* Testo estratto:
▶
Tumori al colon e farmaci biologici: tutti i numeri dal congresso.
BERLINO (22 settembre) – Due mesi di vita in più per i pazienti con tumore al colon, se trattati oltre che con la chemioterapia (da sola assicura una sopravvivenza di quattro mesi), anche con un anticorpo biologico come il panitumumab. È questa una delle novità presentate al Congresso Europeo di Oncologia (Ecco-Esmo) in corso a Berlino.
«Sono almeno sette, oggi, i farmaci attivi contro il tumore del colon metastatizzato – spiega Roberto Labianca, direttore dell’oncologia ed ematologia agli Ospedali Riuniti di Bergamo – e ogni mese si registrano progressi, piccoli e grandi passi verso la cronicizzazione della malattia.
Il tumore al colon è uno di quelli più frequenti, con 38-40 mila casi ogni anno in Italia. Qui la chirurgia è il primo passo e guarisce la metà dei pazienti, ma molto dipende dallo stadio in cui si trova il tumore: quelli al primo stadio guariscono al 99%, ma sono solo il 5% del totale. Da tempo si sta cercando di estendere a tutta Italia i programmi di screening, per far salire quel 5% intervenendo in maniera sempre più precoce».
Dove la chirurgia non basta, per i tumori che hanno già interessato i linfonodi c’è la chemioterapia. «Se un tumore del colon metastatizza – spiega l’oncologo – la sopravvivenza media è di 5-6 mesi senza alcun trattamento. La chemioterapia ha portato questo tempo medio di vita a 2 anni (con punte di 3-4 anni). E in questa fase si inseriscono 3-5 linee di terapia: panitumumab usato da solo come terza linea di trattamento ha aggiunto 4 mesi senza progressione della malattia».
La scoperta che un terzo dei pazienti ha il gene Kras mutato, e che per questo non risponde al farmaco, ha permesso di concentrare la terapia biologica sui restanti due terzi. Oggi uno studio di fase III mette insieme panitumumab e chemioterapici e dimostra che così la risposta al farmaco aumenta di 3 volte assicurando in media altri due mesi in più (con punte di 4-6 mesi) di libertà dalla progressione della malattia. «Mesi importanti – conclude Labianca – che permettono di tentare altre strade, di portare avanti altre terapie con l’obiettivo di controllare la malattia cronicizzandola».
◀
* Dati in ingresso:
▶
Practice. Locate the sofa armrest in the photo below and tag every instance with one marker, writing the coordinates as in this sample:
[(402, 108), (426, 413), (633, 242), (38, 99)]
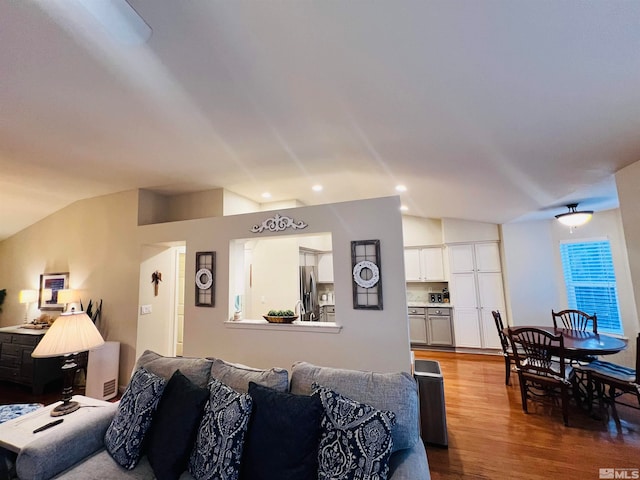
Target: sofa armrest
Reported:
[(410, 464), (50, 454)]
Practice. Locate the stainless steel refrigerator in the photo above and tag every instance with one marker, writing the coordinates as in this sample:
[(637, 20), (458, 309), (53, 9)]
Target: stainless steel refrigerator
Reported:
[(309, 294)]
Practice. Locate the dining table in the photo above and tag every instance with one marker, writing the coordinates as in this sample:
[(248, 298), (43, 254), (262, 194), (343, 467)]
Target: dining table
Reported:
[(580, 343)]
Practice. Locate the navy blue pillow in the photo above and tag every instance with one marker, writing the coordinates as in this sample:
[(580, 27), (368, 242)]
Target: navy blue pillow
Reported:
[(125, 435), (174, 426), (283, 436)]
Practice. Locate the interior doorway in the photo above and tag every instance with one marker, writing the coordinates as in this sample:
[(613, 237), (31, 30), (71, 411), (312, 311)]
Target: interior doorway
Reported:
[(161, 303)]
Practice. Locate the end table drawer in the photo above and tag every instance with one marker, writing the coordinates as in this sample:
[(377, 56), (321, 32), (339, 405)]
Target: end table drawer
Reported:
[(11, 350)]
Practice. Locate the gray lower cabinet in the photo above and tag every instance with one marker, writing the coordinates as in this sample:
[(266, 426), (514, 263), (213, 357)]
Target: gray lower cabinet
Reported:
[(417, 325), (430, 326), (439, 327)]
◀
▶
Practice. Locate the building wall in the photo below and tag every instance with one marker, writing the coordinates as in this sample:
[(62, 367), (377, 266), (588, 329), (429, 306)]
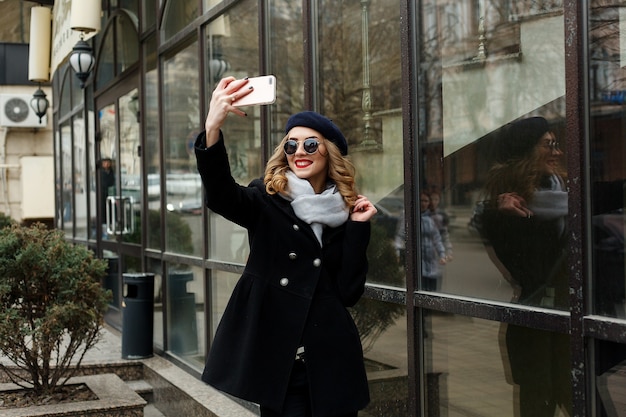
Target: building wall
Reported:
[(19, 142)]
◀
▶
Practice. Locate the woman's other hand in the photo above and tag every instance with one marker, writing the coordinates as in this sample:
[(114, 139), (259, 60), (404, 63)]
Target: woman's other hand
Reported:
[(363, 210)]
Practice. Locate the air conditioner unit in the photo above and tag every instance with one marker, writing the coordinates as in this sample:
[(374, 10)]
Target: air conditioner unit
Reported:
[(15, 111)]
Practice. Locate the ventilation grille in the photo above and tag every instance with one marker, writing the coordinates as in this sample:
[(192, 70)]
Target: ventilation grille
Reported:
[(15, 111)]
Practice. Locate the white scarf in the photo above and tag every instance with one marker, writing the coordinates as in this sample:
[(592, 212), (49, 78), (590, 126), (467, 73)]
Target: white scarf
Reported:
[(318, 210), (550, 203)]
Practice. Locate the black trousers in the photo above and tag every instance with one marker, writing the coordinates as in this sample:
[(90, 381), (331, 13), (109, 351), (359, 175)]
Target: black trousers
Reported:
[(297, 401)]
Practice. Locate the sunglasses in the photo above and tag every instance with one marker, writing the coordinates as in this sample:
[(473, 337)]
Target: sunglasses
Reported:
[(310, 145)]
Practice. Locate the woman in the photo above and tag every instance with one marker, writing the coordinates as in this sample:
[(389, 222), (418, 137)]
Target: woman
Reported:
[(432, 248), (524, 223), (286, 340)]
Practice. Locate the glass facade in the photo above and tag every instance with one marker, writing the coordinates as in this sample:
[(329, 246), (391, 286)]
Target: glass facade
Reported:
◀
Rispondi per favore a queste domande sull'articolo sul tumore al colon:
(a) Quanti casi di tumore al colon si registrano ogni anno in Italia?
(b) Senza alcun trattamento, qual è la sopravvivenza media quando il tumore del colon metastatizza?
(c) Quale quota dei pazienti ha il gene Kras mutato?
Le righe non hanno alcun legame con l'articolo.

(a) Tra 38 e 40 mila.
(b) Da 5 a 6 mesi.
(c) Un terzo.